→ **DATA TERSEDIA**:
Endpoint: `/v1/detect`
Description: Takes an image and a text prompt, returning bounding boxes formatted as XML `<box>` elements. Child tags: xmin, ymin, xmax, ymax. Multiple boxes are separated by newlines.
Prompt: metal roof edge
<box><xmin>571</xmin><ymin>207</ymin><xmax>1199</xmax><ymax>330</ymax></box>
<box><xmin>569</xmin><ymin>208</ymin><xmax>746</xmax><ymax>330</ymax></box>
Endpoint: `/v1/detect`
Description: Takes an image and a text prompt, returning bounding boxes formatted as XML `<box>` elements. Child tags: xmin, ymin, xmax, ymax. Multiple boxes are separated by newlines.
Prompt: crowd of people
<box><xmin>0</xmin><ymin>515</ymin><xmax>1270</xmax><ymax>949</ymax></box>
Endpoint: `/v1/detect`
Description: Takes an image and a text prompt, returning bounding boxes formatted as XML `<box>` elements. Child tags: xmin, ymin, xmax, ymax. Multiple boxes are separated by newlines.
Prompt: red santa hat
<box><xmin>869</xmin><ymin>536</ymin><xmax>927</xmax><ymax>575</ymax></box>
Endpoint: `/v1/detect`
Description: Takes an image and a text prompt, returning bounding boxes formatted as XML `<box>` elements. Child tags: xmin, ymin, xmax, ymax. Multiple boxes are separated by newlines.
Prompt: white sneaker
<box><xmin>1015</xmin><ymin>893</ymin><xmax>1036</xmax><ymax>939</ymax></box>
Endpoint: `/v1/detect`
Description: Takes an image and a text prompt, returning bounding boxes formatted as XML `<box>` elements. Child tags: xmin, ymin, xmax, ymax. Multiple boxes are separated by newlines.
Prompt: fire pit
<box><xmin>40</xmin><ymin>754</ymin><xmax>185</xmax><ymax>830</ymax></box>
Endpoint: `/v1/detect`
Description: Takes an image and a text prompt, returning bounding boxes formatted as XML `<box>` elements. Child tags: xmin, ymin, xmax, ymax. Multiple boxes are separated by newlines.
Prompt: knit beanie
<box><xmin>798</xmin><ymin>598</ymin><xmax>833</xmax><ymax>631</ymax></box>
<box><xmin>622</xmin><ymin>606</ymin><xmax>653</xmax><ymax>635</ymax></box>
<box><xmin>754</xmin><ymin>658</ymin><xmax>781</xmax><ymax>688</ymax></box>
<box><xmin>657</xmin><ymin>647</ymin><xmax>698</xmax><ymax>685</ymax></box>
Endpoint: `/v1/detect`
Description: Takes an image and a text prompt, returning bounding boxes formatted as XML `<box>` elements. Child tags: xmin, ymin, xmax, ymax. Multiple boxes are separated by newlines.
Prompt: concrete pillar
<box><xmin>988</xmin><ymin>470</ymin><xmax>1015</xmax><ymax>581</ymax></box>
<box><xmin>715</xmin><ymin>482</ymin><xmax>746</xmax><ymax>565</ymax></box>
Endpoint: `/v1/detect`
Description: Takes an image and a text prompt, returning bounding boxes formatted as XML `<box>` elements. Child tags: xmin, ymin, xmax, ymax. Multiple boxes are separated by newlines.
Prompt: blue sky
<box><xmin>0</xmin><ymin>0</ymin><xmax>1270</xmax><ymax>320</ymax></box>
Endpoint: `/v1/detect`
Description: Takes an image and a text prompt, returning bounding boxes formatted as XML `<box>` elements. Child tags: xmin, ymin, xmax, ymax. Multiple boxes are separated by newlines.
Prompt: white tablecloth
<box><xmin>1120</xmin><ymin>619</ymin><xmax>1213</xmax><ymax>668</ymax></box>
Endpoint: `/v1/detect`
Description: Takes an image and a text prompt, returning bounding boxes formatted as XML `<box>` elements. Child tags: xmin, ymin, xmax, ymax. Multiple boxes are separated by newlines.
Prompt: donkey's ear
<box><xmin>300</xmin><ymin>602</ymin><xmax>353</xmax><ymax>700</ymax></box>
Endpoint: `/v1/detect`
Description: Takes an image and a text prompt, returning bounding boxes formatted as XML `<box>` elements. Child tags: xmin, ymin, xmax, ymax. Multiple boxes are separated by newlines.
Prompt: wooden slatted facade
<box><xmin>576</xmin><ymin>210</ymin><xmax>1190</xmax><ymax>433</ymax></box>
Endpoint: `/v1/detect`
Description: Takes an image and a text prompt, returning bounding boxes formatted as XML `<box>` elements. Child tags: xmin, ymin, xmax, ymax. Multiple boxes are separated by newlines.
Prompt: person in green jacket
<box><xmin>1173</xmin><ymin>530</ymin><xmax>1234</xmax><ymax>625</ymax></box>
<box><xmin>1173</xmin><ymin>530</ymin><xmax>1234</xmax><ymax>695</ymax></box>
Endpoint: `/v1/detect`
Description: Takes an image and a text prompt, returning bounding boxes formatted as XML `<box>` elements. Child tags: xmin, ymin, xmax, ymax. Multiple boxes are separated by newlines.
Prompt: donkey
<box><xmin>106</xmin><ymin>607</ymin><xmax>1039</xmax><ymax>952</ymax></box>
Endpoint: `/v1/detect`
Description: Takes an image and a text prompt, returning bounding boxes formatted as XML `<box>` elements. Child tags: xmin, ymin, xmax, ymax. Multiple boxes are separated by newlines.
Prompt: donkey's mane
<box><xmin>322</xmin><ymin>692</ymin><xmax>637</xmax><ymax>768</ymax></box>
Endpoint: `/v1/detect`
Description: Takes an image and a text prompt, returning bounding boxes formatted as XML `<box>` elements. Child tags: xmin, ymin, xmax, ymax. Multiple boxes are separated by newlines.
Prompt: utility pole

→ **LATIHAN**:
Ubah setiap "bounding boxes" menjadi "detection boxes" di semua item di atas. Tuliskan kembali item-item itu tanpa perubahan lain.

→ **JAWABAN LATIHAN**:
Endpoint: `/v1/detect`
Description: Takes an image and a text prompt, returning detection boxes formatted as XML `<box>` elements. Child tags: xmin, ymin, xmax, ymax. Multiple boxes are separated by newlines.
Prompt: metal roof edge
<box><xmin>571</xmin><ymin>207</ymin><xmax>1199</xmax><ymax>330</ymax></box>
<box><xmin>569</xmin><ymin>208</ymin><xmax>746</xmax><ymax>330</ymax></box>
Endpoint: `/v1/detect`
Description: Takes an image and a text prompt, returning detection boxes formatted as XML `<box>` elements. Child tags: xmin, ymin, xmax, ymax. Multiple boxes are separated by newlines.
Prompt: crowd of people
<box><xmin>0</xmin><ymin>515</ymin><xmax>1270</xmax><ymax>949</ymax></box>
Endpoint: `/v1/detect`
Description: Takes an image and a text prompt, returning detection boxes formatted as XML `<box>` elements. Child tags: xmin, ymin, xmax, ymax. Multiple boxes are separated by newlines.
Prompt: red santa hat
<box><xmin>869</xmin><ymin>536</ymin><xmax>927</xmax><ymax>575</ymax></box>
Endpoint: `/v1/detect`
Description: Takes an image and a text prompt, returning detection boxes formatted as XML `<box>` elements. Child tags: xmin, ymin, xmax, ymax. Multiple boxes are separated by newlines.
Prompt: white sneaker
<box><xmin>1015</xmin><ymin>893</ymin><xmax>1036</xmax><ymax>939</ymax></box>
Endpoint: `/v1/detect`
Description: Takes an image and a text prompt, returning detection boxes formatted as XML `<box>` elements. Child tags: xmin, ymin, xmax, ymax. Multiple boxes are separated by newlines.
Prompt: fire pit
<box><xmin>40</xmin><ymin>754</ymin><xmax>185</xmax><ymax>830</ymax></box>
Endpoint: `/v1/detect`
Description: Takes an image and a text prompt, returning detection boxes formatted as XML `<box>` elements. Child tags: xmin, ymin, xmax, ymax. Multiple boxes are separated by newlines.
Prompt: knit beanie
<box><xmin>798</xmin><ymin>598</ymin><xmax>833</xmax><ymax>631</ymax></box>
<box><xmin>622</xmin><ymin>606</ymin><xmax>653</xmax><ymax>635</ymax></box>
<box><xmin>754</xmin><ymin>658</ymin><xmax>781</xmax><ymax>688</ymax></box>
<box><xmin>657</xmin><ymin>647</ymin><xmax>698</xmax><ymax>685</ymax></box>
Endpoint: `/v1/detect`
Description: Takes an image and a text prompt, returning detection boxes formatted as XML `<box>` elements. Child tags: xmin, ymin, xmax, ymax. Multiple boxes are separated by newlines.
Prompt: concrete pillar
<box><xmin>988</xmin><ymin>470</ymin><xmax>1015</xmax><ymax>581</ymax></box>
<box><xmin>715</xmin><ymin>482</ymin><xmax>746</xmax><ymax>565</ymax></box>
Endpoint: `/v1/detect`
Description: Takes an image and a text prompt, returning detection boxes formatted as XML `<box>` elements. Child tags: xmin, ymin, xmax, ymax. Multiple boxes are separated by newlines.
Prompt: blue sky
<box><xmin>0</xmin><ymin>0</ymin><xmax>1270</xmax><ymax>320</ymax></box>
Endpoint: `/v1/detect`
Description: Takes an image and a text prompt, returning detection boxes formatted as XML `<box>` elements. Child tags: xmin, ymin, xmax, ymax. Multiple boxes are separated by newlines.
Prompt: white tablecloth
<box><xmin>1120</xmin><ymin>619</ymin><xmax>1213</xmax><ymax>668</ymax></box>
Endpoint: `/v1/detect`
Description: Takes an image and a text prompt, returning detection boxes formatted as XML `<box>` elements. Child tags: xmin, ymin, xmax, ymax. Multiple boxes are separated by newlines.
Prompt: donkey's ear
<box><xmin>300</xmin><ymin>602</ymin><xmax>353</xmax><ymax>700</ymax></box>
Endpoint: `/v1/detect`
Description: Takes an image and a text prompt, returning detection boxes formatted as XML `<box>` elements. Child tags: xmin, ymin, xmax, ymax. Multiple boxes are separated by newlines.
Prompt: wooden slatted facade
<box><xmin>576</xmin><ymin>210</ymin><xmax>1190</xmax><ymax>433</ymax></box>
Endpoint: `/v1/detect`
Description: Takes an image and a text prompt, returning detection boxes formatted as XML `<box>` elements. Child tags: xmin, ymin, xmax, ymax. Multiple boxes are separated by newlines.
Prompt: person in green jacket
<box><xmin>1173</xmin><ymin>530</ymin><xmax>1234</xmax><ymax>625</ymax></box>
<box><xmin>1173</xmin><ymin>530</ymin><xmax>1234</xmax><ymax>695</ymax></box>
Endpoint: `/v1/detect`
Description: Takes an image and a text prompt, returning detection boxes formatted as XML `<box>` elements. Child tags: xmin, ymin, xmax, ymax. Multiple boxes are separated by newlines.
Prompt: donkey
<box><xmin>106</xmin><ymin>607</ymin><xmax>1039</xmax><ymax>952</ymax></box>
Endpoint: `/v1/detect`
Description: Takes an image and a text prompt, returning detection boxes formatted as XML `<box>` elements. Child tags: xmin, ymin, xmax, ymax. Multiple boxes are separated by newlines.
Prompt: donkey's mane
<box><xmin>322</xmin><ymin>692</ymin><xmax>637</xmax><ymax>768</ymax></box>
Endpoint: `/v1/detect`
Description: Takes an image and a text prompt, returning detection boxes formatted as XML `<box>` elements. Child tags: xmin, ymin, xmax, ymax. Multiple boxes are separated by newlines.
Prompt: utility pole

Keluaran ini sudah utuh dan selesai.